§ AVAILABLE DATA

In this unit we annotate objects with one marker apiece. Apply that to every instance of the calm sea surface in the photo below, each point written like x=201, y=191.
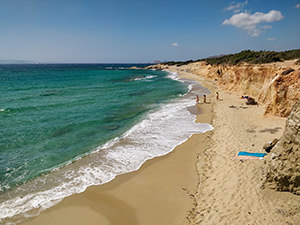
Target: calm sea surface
x=66, y=127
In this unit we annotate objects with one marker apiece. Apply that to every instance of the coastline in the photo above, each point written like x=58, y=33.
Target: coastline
x=197, y=183
x=163, y=184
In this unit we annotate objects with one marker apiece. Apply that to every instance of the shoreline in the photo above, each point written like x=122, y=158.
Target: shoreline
x=196, y=183
x=114, y=189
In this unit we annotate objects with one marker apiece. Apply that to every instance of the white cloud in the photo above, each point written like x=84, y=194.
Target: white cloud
x=250, y=22
x=236, y=7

§ WHAT THIS TASK INVOLVES
Lay out all four items above as a two-column CSV with the headers item_text and answer, one row per item. Place each item's text and its answer in a single quoted field with line breaks replaced by spaces, and omit the pictures.

§ FULL OUTPUT
item_text,answer
"In this unit we annotate objects with one marker apiece. Apply that to every instance of the calm sea surface in the photo below, each point written like x=201, y=191. Target: calm sea surface","x=66, y=127"
"In this unit we annotate objects with one marker apiece. Apply that to every instance of the coastline in the photo above, each point written like x=58, y=33. Target: coastline","x=197, y=183 x=163, y=184"
"In this unit we annotate objects with one marker apiece. Apply that to every instance of the shoreline in the photo above, each point written like x=122, y=158. Target: shoreline","x=196, y=183 x=114, y=189"
"In this unit we annotate objects with one marker apiece. Apply that to every instance of the white cloud in the photo above, each point written like x=84, y=194. Target: white cloud","x=250, y=22 x=236, y=7"